PAGE TEXT:

..............................

There's an easy fix to putts in the 1-4ft range. Practice
it on straight ones, improve it on downhill ones, get it
sharp on bendy ones. In each and every case, you don't want,
and shouldn't, be lagging a ball from that range. I'm not
saying ram it in with a strike putt either (maybe an uphill
one). I'm saying, use your BT to lag it a given distance
past the hole. How do you do that?
This is how you do it: First take a back swing that's marginally
longer than you need to get the ball to the front edge of
the hole, then swing slower than you want the ball to roll,
but also further than you want the ball to roll. The putter
head can finish up around your ears if you want, because
it won't matter, the ball will already be in the hole anyway.
If you've misread it, fair enough, but in any event, the
ball won't be outside your return putt comfort zone (see
Sunday's effort above). How does it work? Easy. Think of
the back swing like the fuel in your car. If you've got
a limited amount of fuel, you can only drive so far. If
you've got exactly enough you go the exact distance, if
you've got slightly more, you can drive slightly further
and, over these short distances, it really doesn't matter
how slowly you drive there (except on super bendy ones,
but who tries to leave themselves those?).

..............................

[Data items]
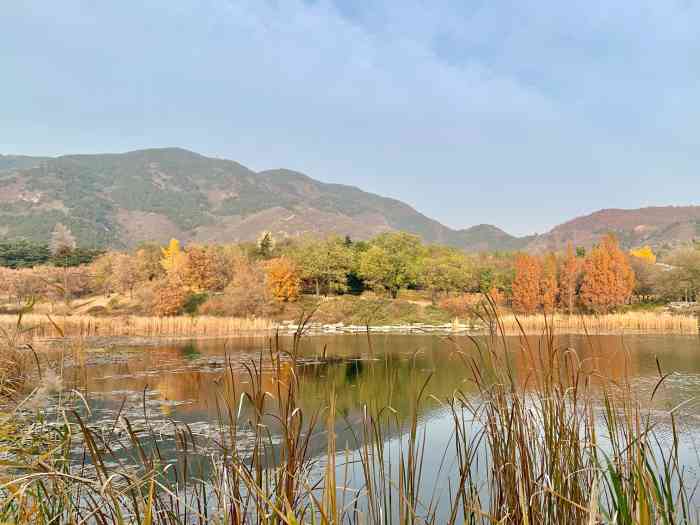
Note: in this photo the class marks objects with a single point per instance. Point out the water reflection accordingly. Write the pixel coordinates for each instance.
(187, 381)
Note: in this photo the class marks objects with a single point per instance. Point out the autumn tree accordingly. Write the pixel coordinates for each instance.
(62, 241)
(608, 278)
(324, 263)
(392, 262)
(549, 286)
(247, 293)
(148, 262)
(527, 283)
(171, 256)
(265, 244)
(644, 253)
(681, 279)
(648, 278)
(201, 268)
(444, 270)
(568, 279)
(124, 273)
(168, 298)
(283, 279)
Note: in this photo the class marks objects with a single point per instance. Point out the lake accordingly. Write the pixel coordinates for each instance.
(186, 384)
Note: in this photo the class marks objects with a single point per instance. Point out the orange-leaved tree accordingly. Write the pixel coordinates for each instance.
(568, 279)
(201, 269)
(283, 279)
(549, 287)
(608, 278)
(645, 253)
(526, 284)
(168, 297)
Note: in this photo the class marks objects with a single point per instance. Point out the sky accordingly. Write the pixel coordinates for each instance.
(518, 114)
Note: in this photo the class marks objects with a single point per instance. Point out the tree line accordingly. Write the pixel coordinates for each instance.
(253, 278)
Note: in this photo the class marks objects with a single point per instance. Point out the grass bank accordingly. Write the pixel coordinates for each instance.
(43, 326)
(567, 446)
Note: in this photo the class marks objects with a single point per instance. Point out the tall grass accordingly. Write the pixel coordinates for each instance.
(178, 326)
(563, 445)
(650, 322)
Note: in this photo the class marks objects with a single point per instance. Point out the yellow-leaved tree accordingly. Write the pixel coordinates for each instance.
(283, 279)
(171, 255)
(645, 253)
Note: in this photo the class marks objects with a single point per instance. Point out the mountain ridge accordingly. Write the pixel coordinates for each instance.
(119, 199)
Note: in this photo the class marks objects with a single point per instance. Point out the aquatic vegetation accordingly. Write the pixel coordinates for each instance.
(562, 443)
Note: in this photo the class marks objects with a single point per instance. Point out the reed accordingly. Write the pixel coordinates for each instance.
(563, 445)
(136, 326)
(639, 322)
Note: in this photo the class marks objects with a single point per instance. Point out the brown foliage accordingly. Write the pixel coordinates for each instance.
(201, 269)
(568, 279)
(549, 287)
(246, 295)
(168, 297)
(608, 278)
(527, 282)
(283, 279)
(460, 305)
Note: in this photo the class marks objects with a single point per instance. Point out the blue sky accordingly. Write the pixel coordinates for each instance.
(519, 114)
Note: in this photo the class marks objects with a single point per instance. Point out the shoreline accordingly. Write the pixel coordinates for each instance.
(151, 331)
(94, 343)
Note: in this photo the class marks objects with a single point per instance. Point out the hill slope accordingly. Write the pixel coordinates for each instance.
(655, 226)
(120, 199)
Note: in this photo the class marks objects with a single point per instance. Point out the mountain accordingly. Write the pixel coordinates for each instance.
(120, 199)
(661, 226)
(156, 194)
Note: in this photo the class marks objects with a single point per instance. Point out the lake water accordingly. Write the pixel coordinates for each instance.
(185, 383)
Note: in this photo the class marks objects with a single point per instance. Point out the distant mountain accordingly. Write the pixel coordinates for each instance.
(120, 199)
(663, 226)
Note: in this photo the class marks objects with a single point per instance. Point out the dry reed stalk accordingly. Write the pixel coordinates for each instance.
(182, 326)
(607, 323)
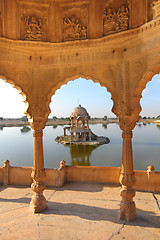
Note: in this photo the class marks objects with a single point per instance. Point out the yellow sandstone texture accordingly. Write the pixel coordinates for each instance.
(44, 44)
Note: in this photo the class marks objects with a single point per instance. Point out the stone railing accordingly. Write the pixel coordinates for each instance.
(145, 180)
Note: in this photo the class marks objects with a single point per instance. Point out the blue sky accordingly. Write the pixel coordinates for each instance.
(90, 95)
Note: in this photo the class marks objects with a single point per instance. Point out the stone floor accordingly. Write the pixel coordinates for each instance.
(77, 211)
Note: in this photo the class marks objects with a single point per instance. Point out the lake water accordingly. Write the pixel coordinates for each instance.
(18, 147)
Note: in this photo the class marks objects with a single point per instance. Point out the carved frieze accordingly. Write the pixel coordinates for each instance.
(34, 29)
(74, 22)
(73, 29)
(33, 22)
(115, 21)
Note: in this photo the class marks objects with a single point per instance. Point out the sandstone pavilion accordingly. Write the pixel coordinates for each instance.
(80, 133)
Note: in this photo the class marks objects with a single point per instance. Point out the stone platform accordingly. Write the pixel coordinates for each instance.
(77, 211)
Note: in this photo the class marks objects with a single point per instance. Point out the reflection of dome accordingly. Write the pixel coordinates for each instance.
(80, 112)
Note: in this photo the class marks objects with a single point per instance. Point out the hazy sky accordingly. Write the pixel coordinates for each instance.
(90, 95)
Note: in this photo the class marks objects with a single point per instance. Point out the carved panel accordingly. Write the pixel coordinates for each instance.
(115, 19)
(33, 22)
(74, 23)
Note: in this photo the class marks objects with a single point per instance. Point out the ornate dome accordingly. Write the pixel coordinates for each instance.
(80, 112)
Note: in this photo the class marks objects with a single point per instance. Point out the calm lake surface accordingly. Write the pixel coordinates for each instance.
(17, 147)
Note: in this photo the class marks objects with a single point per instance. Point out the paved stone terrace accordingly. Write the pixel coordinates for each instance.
(75, 212)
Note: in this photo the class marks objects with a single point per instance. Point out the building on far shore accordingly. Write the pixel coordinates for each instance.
(80, 133)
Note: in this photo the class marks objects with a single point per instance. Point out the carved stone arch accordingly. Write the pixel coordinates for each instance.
(20, 91)
(80, 119)
(112, 91)
(136, 107)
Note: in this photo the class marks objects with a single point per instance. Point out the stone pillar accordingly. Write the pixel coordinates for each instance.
(77, 136)
(90, 137)
(71, 136)
(127, 179)
(64, 132)
(87, 123)
(6, 172)
(38, 202)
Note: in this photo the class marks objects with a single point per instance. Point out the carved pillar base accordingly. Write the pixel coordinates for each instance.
(127, 205)
(38, 203)
(127, 179)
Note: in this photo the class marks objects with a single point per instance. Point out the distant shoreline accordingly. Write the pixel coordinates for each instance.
(52, 122)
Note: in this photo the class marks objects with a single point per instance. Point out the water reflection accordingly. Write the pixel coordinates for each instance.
(104, 126)
(158, 126)
(80, 154)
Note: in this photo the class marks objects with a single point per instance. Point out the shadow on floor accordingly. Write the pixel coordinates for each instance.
(84, 187)
(144, 218)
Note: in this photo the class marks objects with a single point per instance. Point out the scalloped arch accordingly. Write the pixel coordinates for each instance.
(72, 78)
(20, 91)
(141, 86)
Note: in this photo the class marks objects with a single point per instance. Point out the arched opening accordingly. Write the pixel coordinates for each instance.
(15, 135)
(97, 101)
(146, 141)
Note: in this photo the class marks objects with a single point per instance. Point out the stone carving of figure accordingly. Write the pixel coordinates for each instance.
(109, 21)
(34, 29)
(117, 21)
(72, 29)
(123, 17)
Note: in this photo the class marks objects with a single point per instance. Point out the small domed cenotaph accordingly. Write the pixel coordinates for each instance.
(80, 133)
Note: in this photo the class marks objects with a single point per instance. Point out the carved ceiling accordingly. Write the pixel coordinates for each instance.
(63, 20)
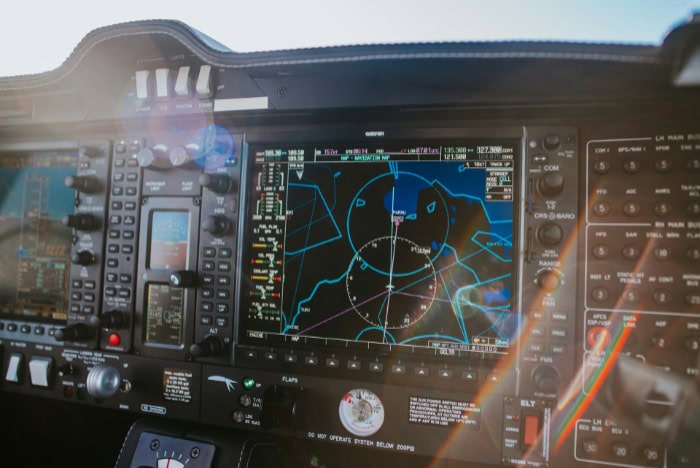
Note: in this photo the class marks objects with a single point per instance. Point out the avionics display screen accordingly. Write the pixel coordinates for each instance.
(169, 240)
(34, 244)
(396, 244)
(164, 315)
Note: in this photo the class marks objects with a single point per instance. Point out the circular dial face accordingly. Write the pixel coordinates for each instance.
(361, 412)
(397, 294)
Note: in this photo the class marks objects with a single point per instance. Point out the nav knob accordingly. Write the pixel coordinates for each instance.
(103, 381)
(551, 183)
(218, 183)
(153, 158)
(216, 225)
(183, 279)
(83, 257)
(82, 221)
(209, 346)
(546, 379)
(84, 184)
(75, 332)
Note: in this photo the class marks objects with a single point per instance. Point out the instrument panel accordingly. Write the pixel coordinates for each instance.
(451, 286)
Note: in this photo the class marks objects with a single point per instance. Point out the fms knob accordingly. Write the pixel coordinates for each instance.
(103, 381)
(76, 332)
(216, 225)
(84, 184)
(83, 257)
(551, 184)
(209, 346)
(218, 183)
(82, 221)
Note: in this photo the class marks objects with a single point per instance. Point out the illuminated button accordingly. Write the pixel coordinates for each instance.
(662, 208)
(602, 166)
(311, 361)
(631, 252)
(332, 363)
(14, 368)
(631, 209)
(620, 449)
(421, 371)
(223, 280)
(40, 370)
(221, 322)
(601, 208)
(354, 364)
(662, 165)
(249, 382)
(632, 166)
(531, 428)
(208, 279)
(601, 251)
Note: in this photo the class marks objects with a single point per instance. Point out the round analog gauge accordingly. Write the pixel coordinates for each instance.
(398, 295)
(361, 412)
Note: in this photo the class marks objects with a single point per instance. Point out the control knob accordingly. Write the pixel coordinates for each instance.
(75, 332)
(209, 346)
(83, 184)
(83, 258)
(218, 183)
(546, 379)
(103, 381)
(183, 279)
(153, 158)
(551, 183)
(82, 222)
(216, 225)
(550, 234)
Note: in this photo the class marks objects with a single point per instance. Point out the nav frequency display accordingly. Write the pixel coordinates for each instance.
(397, 244)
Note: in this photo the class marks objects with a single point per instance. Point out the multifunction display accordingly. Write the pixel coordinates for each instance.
(34, 244)
(400, 243)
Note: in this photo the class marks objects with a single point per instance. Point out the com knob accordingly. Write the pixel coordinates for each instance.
(83, 184)
(546, 379)
(103, 381)
(216, 225)
(218, 183)
(551, 183)
(83, 258)
(82, 222)
(183, 279)
(209, 346)
(153, 158)
(76, 332)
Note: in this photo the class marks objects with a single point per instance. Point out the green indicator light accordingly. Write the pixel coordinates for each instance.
(248, 383)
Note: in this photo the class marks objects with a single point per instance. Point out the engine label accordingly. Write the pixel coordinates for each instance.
(443, 413)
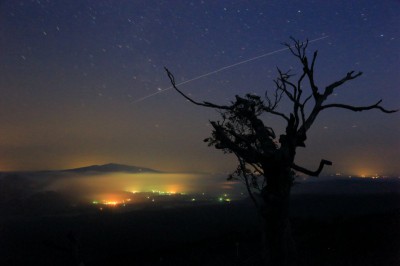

..............................

OBJECTIVES:
1. Translate this sentence from the text on short putts into Spanish: "Think of the back swing like the fuel in your car."
2. Carry on writing the text on short putts, starting right after its final sentence.
These records were drawn from a separate source, not from the text on short putts.

RESULTS:
1. Piensa en el backswing como en el combustible de tu coche.

2.
Just
remember, whatever the distance, whatever the putt, you're
not just swinging the putter up to your target, you're swinging
it up there at the speed you think the ball needs to travel
to get to or past that target. If you don't have a scooby-doo
what that speed should be, go take a mental picture side
on. And while you're looking, side on, try and imagine the
ball moving over the ground from start to finish. Notice
where you think it will start to slow down (that's where
your putter will also start to slow down), and make sure
it only comes to a stop, once it's past the hole (if you
want to hole more putts). If you don't give yourself every
opportunity to hole a putt, how many scoring chances are
you turning down in a round?
Worst thing that can go wrong? You ****-up on the amount
of fuel in your tank? So what? You also cocked-up following
the ball, and that's cocking-up in the best possible way,
learning something in the process. And, at the end of the
day, learning distance control this way is a cumulative
process. The more you synchronise ball and putter, the faster
you learn to apply it, and the better you get at it.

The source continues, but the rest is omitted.